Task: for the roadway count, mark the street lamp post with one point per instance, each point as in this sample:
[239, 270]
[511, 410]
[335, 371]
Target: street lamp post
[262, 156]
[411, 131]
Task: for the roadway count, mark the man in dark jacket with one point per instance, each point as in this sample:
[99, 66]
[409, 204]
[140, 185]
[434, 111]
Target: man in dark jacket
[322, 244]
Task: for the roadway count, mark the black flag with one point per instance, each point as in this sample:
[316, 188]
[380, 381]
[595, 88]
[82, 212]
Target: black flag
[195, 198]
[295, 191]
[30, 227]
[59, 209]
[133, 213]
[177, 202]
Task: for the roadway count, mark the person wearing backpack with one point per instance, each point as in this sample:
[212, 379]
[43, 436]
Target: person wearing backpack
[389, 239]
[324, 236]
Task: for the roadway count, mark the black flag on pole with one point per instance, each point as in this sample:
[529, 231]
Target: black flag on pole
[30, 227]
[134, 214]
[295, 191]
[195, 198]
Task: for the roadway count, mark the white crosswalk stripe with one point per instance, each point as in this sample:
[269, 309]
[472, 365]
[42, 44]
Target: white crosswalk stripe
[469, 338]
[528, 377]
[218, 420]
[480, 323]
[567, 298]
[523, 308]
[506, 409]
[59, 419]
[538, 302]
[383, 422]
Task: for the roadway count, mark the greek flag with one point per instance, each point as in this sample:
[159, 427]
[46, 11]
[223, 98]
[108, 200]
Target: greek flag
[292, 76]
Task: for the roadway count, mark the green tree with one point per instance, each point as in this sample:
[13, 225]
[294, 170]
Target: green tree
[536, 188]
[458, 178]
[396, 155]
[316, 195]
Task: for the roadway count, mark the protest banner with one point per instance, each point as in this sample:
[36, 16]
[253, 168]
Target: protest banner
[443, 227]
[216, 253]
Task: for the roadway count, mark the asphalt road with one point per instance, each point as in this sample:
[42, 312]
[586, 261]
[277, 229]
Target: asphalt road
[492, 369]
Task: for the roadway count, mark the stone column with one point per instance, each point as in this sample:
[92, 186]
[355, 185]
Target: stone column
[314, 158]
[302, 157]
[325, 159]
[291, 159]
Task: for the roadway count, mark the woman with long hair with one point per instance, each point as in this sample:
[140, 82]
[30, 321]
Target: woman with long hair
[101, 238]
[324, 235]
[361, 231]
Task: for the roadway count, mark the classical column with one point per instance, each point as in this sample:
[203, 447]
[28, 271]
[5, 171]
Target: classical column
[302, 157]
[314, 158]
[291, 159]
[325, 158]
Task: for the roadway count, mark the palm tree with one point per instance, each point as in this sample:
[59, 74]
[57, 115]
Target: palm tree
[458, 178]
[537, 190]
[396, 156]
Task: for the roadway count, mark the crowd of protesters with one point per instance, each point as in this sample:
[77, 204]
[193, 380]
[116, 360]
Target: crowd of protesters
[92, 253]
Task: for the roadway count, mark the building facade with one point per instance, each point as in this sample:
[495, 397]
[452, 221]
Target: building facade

#####

* _Exercise task_
Please repeat all of the records above, changing "roadway count" to "street survey" wherever it occurs and leaving everything else the same.

* _Completed exercise_
Task: for the street survey, mark the street lamp post with one point per instance, each point as in this sample:
[239, 270]
[511, 410]
[335, 371]
Target: street lamp post
[262, 156]
[411, 131]
Task: for the street survey, mark the man in dark jacket with one point per instance, each point as in this sample:
[99, 66]
[409, 204]
[140, 185]
[434, 111]
Target: man in dark jacket
[322, 244]
Task: for the street survey, mark the black flag with one point per instance, each point as in this sample:
[316, 188]
[380, 381]
[595, 88]
[82, 212]
Target: black flag
[195, 198]
[295, 191]
[30, 227]
[59, 209]
[133, 213]
[177, 202]
Task: for the street survey, mark the person wearing backpack with one point per instance, each point as in this sample:
[212, 379]
[43, 436]
Target: person wearing backpack
[389, 239]
[324, 236]
Task: for the street survey, mark the black flag on pole with one point per instance, each point as in this sample:
[529, 231]
Target: black flag on pole
[30, 227]
[134, 214]
[295, 191]
[195, 198]
Task: for the street survey, mark the white crosswalk stripe with one point per instance, each point as in this sample:
[269, 309]
[472, 365]
[42, 44]
Target: white crosswalk stripe
[469, 338]
[528, 377]
[218, 420]
[480, 323]
[567, 298]
[523, 308]
[506, 409]
[59, 419]
[538, 302]
[383, 422]
Task: for the street survey, mark the greek flag with one point per instance, each point as in this sample:
[159, 427]
[46, 11]
[223, 98]
[108, 200]
Target: greek flag
[292, 76]
Task: for the street survey, mark the green tree with one point per instance, each point as in this sample:
[13, 225]
[294, 170]
Target: green tree
[536, 188]
[458, 178]
[396, 155]
[316, 195]
Task: for the street survey, mark the protest banner with one point per instance, each point as in this sample:
[36, 16]
[253, 168]
Target: protest banner
[443, 227]
[216, 253]
Task: for the street survey, mark the asphalt road with one point per instance, each point as in this sample:
[42, 312]
[586, 261]
[277, 229]
Target: asphalt road
[492, 369]
Task: for the street survey, mark the stone column with one point per instance, each point as in this sample:
[92, 186]
[355, 185]
Target: stone column
[314, 158]
[302, 157]
[325, 159]
[291, 159]
Task: for the street survey, mark the woman with long hair with one point per instance, each point as in this sample:
[140, 82]
[30, 321]
Target: woman with long hair
[101, 238]
[324, 235]
[361, 231]
Task: for the street survey, mark the classical column with one point per instance, each point as in this sample:
[203, 447]
[28, 271]
[5, 171]
Target: classical column
[302, 157]
[314, 158]
[291, 159]
[325, 158]
Task: for the street survey, mark the palm tree with one point per instance, each point as in this sample:
[59, 74]
[57, 115]
Target: palm tree
[458, 178]
[537, 190]
[396, 156]
Task: for the street survey, mark the crowd of protesters with one point per instance, each point as in this sample:
[77, 204]
[193, 380]
[116, 360]
Target: crowd of protesters
[92, 253]
Task: for the street survey, mark the building facade with one point per instance, each point as in this sample:
[495, 397]
[452, 221]
Target: building facade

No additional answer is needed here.